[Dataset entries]

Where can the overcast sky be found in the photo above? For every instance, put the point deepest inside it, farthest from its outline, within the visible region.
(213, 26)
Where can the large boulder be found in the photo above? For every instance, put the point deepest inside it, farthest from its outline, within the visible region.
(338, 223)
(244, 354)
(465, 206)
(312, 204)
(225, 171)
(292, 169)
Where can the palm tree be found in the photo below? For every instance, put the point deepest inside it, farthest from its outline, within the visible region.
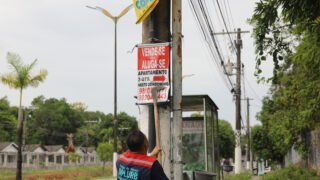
(20, 78)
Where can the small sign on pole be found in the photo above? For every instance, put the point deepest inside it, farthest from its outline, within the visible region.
(153, 71)
(143, 8)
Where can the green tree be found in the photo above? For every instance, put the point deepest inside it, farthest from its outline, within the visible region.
(226, 139)
(279, 26)
(289, 32)
(105, 151)
(51, 120)
(20, 78)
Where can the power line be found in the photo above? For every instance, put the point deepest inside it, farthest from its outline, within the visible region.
(225, 25)
(205, 24)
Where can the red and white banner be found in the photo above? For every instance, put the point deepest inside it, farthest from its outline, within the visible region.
(153, 71)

▸ ASSIGNED TASK
Without carrying over any picture, retype the records above word for word.

▸ RESPONSE FOR THIS EXERCISE
Where can the overcast sky be found in the photo above? For every instance, put the point deepest inside it, farthest from its outline, within the visible region.
(213, 26)
Where can the large boulder be found in the photo above? For every instance, put the point deepest inside it, farthest from its outline, within the visible region.
(338, 223)
(244, 354)
(465, 206)
(312, 204)
(225, 171)
(292, 169)
Where can the palm tree be found in the photo below? For every instance, put the point deepest inside it, farthest from its outline, within the visible region.
(20, 78)
Where can the small sign on pole be found in the photo above? For every instance, put the point deepest inside it, farthest from its outline, within the visible region.
(153, 71)
(143, 8)
Where can the green tree be found in the photo above? For every instance, put the point deepest inside it, farthest from its outline, within the visible region.
(226, 139)
(279, 26)
(289, 32)
(105, 151)
(51, 120)
(20, 78)
Where can the power line be found in the photo above? For every instance, put the point deepest inside it, farthest from its outline, within the visible region.
(225, 25)
(205, 24)
Where can the red and white banner be found in the photo above? For every instance, put the point deepest inside it, farthest from its outline, within the visible region.
(153, 71)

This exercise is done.